» **WRITTEN INSTRUCTION**
Retype the material word for word, from the line that contains "segment the silver ring" through the end of the material, including both of those lines.

• • • • • • •

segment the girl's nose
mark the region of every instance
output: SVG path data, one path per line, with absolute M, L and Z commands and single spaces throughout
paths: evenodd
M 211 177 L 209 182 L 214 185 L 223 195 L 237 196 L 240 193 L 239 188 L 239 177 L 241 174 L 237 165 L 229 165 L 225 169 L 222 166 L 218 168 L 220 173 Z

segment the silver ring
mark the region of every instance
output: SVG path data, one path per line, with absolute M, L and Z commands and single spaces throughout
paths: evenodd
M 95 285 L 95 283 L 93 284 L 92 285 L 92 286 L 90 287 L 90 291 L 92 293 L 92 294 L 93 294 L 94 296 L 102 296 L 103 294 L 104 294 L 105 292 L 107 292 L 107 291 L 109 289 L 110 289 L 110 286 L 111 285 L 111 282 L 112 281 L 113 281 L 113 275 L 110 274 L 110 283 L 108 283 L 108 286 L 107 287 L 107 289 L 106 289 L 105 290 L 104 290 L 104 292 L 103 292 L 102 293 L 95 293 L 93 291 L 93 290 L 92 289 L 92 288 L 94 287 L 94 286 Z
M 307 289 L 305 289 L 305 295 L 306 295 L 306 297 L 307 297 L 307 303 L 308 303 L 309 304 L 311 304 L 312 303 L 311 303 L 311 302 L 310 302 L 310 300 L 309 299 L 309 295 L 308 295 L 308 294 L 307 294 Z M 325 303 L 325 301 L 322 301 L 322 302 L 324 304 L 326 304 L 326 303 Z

• • • • • • •

» **RESULT FOR THIS EXERCISE**
segment the silver ring
mark the region of every instance
output: SVG path data, one path per line, with absolute M, L and Z commands and single spaces throughout
paths: evenodd
M 95 285 L 95 283 L 93 284 L 92 285 L 92 286 L 90 287 L 90 291 L 92 293 L 92 294 L 93 294 L 94 296 L 102 296 L 103 294 L 104 294 L 105 292 L 107 292 L 107 291 L 109 289 L 110 289 L 110 286 L 111 285 L 111 282 L 112 281 L 113 281 L 113 275 L 110 274 L 110 283 L 108 283 L 108 286 L 107 287 L 107 289 L 106 289 L 105 290 L 104 290 L 104 292 L 103 292 L 102 293 L 95 293 L 93 291 L 93 290 L 92 289 L 92 288 L 94 287 L 94 286 Z
M 307 289 L 305 289 L 305 295 L 306 295 L 306 297 L 307 297 L 307 303 L 308 303 L 309 304 L 311 304 L 312 303 L 311 303 L 311 302 L 310 302 L 310 300 L 309 299 L 309 295 L 308 295 L 308 294 L 307 294 Z M 325 303 L 325 301 L 322 301 L 322 302 L 324 304 L 326 304 L 326 303 Z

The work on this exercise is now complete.